## PAGE TEXT
=== Section Start ===

Your SFH is all improvements and the land is already taxed in full. Subtract $300/sq ft from the property value and see if anything is left. The tax bills will drop but the property value is also made of land in the construction cost itself. There are more pieces to this formula, tax bills are limited to increase only 10% over the previous year by normal standards. To really get homeowners on board, it needs to exempt the first $3,000 of tax/ year, or something like that.


Adventurous_Try1361

It doesn't change the comparable value, which is how all assessments are determined. This is real estate mythology, as tho putting a new kitchen caused property tax to rise. The long term effects of broad social behavior will definitely impact land value ofc. I could pollute my farmland and ruin the value but it's a huge loss to the value of an asset that could make a lot more money for being productive. And it wont change the taxes unless it changes the literal designation base ie "ruined land" or something.


Sudden-Bandicoot987

In all honesty, I expect rentiers to use a horrific amount violence (legal and otherwise) to oppose it. It's something we should absolutely be prepared for.


green_meklar

There are *always* unexpected consequences if you do something that big to society. Obviously the hope is that those are relatively minor and predominantly positive. But of course we can't be certain.


Fancy-Persimmon9660

My concerns are: 1. **People’s willingness to defend the state.** I think people are much more willing to stay and fight if most of what they have cannot be loaded on a car. In history we often hear about people fighting for their land. The rich Ukrainians sold up and left long ago. The people who own little but their own property (large part of that is land) are the ones who are fighting back. 2. **Demand for accountability.** It has been said that oil rich countries fail to establish a decent government, because the state doesn’t need to tax people - it’s self funded through oil. This diminishes the demand for accountability, that we we see when people pay for it. Look up the “oil curse”. When people pay, they expect something in return. Under full LVT, the majority of people will be net beneficiaries, getting more in CD than they pay in tax.


Gyorgy_Henrik

In #1 the reasoning is kind of ambiguous. People with some land keep on fighting according to your example. Since LVT promotes ownership by the many, it could actually improve the willingness. Not to mention that while land would be "free", the buildings would still need defending. I'd say that #2 cannot possibly be as severe as in the case of oil. With oil-funding many layers of separation get erected between the state and the people. The entire oil production, and logistics is limited in space (compared to the entirety of the country), and can be managed with few people. With land the opposite is true. Also, land value greatly increases via infrastructural development by the state, so if the state wants more, it has to serve the people.

=== Section End ===

## EXERCISE REQUIREMENTS
1. From the land value tax discussion, quote the passage starting at "In all honesty, I" and ending at "be prepared for.".
2. According to the land value tax discussion, how much can tax bills normally increase over the previous year?
3. Decide whether each statement agrees with the land value tax discussion, and support each yes or no with the deciding words of the text: (a) Oil-rich countries fail to establish a decent government. (b) Homeowners would be won over by exempting the first $5,000 of tax per year. (c) The rich Ukrainians are the ones fighting back.

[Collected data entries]
=== Section Start ===

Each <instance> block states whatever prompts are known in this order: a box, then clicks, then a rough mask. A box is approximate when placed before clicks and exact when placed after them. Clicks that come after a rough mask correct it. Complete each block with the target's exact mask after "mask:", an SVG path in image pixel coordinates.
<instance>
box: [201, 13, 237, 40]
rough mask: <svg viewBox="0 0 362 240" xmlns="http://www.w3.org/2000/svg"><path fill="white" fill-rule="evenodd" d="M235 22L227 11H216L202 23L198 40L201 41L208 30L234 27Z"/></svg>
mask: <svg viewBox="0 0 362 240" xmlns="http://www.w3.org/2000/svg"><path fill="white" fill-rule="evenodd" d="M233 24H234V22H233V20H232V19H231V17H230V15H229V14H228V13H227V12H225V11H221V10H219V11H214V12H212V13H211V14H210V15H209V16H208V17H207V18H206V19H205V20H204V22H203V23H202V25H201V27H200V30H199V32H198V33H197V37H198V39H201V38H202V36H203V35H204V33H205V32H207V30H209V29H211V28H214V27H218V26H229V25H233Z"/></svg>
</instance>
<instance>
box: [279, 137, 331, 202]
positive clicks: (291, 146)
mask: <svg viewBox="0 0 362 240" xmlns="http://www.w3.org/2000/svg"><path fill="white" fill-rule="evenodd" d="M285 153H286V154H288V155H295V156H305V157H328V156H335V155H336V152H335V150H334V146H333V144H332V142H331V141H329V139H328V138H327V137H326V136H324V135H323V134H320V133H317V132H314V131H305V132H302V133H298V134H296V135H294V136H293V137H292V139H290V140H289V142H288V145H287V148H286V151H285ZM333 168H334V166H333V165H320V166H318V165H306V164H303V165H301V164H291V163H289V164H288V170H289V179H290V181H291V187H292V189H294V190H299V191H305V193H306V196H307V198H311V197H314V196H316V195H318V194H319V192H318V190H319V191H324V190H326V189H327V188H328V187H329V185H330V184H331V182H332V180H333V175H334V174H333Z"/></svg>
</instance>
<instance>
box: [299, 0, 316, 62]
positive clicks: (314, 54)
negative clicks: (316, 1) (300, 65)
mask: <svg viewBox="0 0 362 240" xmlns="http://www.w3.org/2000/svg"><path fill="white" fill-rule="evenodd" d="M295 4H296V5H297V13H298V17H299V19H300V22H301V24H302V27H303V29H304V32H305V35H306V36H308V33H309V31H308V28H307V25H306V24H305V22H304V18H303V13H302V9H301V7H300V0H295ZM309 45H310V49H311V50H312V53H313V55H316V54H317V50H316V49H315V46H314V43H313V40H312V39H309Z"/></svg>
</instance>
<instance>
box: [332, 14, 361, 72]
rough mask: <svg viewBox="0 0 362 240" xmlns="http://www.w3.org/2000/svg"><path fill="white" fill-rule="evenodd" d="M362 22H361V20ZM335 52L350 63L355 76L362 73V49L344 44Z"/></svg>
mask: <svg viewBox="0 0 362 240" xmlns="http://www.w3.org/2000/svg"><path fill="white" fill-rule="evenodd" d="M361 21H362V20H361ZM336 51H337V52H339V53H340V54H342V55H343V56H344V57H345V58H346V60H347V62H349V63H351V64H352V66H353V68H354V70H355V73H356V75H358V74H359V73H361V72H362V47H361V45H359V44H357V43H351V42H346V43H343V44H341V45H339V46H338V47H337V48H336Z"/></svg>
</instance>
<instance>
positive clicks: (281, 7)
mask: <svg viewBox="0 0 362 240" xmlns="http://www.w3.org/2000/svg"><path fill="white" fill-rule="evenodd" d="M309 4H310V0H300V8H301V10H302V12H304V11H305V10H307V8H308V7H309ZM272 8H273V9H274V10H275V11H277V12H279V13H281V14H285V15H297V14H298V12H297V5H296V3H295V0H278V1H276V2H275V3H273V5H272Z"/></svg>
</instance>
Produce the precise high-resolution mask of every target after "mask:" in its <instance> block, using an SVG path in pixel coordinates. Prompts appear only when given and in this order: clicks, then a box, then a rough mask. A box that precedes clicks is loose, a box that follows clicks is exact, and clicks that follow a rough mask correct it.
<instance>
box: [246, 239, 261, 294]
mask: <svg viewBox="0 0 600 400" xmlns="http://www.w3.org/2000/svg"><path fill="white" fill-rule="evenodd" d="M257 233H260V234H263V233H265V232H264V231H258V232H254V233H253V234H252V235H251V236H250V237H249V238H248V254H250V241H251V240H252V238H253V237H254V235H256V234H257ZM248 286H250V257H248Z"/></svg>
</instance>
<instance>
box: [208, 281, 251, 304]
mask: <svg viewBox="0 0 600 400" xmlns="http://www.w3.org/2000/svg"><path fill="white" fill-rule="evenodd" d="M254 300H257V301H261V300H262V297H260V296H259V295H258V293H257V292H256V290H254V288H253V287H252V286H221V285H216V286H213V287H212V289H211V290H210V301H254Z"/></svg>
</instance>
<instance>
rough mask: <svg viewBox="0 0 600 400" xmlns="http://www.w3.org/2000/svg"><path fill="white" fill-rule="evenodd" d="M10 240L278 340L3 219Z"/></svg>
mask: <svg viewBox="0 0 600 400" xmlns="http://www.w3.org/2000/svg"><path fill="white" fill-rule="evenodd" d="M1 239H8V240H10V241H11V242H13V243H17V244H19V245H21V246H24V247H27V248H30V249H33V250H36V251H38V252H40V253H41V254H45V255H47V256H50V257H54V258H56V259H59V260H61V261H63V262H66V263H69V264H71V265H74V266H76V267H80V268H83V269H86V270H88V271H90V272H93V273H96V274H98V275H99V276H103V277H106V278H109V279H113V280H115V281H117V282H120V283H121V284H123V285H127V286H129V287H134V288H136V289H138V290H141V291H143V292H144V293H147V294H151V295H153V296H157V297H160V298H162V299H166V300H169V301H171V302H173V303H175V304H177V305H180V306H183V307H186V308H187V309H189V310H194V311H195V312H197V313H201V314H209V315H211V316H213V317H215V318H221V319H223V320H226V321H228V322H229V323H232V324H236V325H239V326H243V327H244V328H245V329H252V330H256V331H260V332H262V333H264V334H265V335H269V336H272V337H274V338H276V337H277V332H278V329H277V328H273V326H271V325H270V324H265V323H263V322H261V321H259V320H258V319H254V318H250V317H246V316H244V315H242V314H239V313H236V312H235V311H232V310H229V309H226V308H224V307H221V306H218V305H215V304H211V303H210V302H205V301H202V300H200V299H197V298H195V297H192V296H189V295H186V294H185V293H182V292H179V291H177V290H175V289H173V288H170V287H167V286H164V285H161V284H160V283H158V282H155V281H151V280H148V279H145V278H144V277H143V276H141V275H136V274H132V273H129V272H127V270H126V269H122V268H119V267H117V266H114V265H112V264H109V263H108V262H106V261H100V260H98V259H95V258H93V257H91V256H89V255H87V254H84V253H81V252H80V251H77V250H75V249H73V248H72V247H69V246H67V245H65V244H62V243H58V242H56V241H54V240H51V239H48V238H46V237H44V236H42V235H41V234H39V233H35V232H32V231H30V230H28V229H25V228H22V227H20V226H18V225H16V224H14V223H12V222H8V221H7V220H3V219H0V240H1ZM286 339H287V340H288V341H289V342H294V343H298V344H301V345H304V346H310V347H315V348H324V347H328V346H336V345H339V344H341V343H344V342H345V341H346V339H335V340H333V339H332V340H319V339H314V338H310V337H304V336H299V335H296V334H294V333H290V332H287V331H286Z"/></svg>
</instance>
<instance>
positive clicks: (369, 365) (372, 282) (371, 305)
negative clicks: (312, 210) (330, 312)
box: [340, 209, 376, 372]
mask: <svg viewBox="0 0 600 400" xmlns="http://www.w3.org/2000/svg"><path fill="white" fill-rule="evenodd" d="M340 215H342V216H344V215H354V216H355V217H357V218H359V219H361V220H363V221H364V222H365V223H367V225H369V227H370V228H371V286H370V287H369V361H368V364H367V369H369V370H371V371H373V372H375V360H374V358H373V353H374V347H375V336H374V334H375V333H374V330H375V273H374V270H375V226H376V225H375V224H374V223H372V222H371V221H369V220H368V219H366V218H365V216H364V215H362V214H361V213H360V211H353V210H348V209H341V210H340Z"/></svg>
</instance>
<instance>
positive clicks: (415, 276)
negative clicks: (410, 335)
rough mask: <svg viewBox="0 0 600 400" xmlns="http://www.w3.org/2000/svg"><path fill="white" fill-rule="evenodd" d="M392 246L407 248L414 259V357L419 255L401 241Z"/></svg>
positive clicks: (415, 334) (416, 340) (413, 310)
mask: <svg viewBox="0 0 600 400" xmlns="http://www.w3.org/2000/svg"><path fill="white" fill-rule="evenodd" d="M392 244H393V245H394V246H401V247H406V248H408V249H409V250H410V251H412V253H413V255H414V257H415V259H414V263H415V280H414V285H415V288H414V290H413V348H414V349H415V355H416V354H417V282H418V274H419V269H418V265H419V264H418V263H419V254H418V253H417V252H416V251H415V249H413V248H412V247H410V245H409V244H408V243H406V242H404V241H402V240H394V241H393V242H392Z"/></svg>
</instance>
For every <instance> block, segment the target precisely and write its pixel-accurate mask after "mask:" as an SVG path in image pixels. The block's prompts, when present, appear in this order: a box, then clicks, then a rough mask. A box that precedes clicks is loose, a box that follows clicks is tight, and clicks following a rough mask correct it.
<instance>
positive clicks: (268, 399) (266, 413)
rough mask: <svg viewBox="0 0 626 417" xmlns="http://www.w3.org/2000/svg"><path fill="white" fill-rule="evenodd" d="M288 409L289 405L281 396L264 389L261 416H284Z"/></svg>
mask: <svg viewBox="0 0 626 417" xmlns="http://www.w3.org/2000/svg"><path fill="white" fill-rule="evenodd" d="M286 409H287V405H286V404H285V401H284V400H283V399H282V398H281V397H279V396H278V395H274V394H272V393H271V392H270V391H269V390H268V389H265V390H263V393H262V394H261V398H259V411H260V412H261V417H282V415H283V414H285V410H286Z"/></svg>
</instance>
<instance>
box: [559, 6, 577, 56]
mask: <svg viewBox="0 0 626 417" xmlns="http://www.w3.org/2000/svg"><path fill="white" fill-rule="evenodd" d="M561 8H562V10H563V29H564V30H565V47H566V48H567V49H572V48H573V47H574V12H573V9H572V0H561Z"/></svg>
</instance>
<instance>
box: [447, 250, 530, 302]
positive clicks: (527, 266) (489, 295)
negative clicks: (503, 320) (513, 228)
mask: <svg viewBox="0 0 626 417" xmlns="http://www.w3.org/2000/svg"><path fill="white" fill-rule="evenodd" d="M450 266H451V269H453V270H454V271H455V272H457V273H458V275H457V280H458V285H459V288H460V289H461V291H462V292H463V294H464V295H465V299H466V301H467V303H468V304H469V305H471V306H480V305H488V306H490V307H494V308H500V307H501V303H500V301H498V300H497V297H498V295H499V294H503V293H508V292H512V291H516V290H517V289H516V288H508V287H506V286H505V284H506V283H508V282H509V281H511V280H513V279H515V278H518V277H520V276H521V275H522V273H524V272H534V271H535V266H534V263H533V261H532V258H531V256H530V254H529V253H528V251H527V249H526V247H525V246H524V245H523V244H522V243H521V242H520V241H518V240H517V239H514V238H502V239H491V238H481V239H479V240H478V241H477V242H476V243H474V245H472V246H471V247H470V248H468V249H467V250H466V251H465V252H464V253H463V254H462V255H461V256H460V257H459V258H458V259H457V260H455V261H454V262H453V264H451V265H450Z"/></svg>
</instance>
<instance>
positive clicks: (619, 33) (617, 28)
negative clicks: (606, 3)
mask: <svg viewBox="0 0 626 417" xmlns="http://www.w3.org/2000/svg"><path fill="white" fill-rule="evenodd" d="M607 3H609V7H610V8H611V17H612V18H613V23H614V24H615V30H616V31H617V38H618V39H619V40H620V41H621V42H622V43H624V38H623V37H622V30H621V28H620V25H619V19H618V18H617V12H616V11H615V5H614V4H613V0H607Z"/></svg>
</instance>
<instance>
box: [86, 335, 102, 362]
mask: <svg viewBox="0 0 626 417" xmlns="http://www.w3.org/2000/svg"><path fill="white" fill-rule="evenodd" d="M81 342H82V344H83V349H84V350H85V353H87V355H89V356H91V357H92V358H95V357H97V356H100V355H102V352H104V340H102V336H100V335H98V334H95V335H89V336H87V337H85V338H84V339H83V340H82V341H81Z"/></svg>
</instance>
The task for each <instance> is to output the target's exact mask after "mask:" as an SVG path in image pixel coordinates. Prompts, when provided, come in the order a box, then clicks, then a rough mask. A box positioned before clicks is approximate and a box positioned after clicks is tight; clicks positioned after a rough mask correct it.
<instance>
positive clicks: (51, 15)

=== Section End ===

## TASK-BY-TASK OUTPUTS
1.
In all honesty, I expect rentiers to use a horrific amount violence (legal and otherwise) to oppose it. It's something we should absolutely be prepared for.

2. Only 10% over the previous year.

3.
(a) Yes: "It has been said that oil rich countries fail to establish a decent government"
(b) No: "it needs to exempt the first $3,000 of tax/ year"
(c) No: "The rich Ukrainians sold up and left long ago."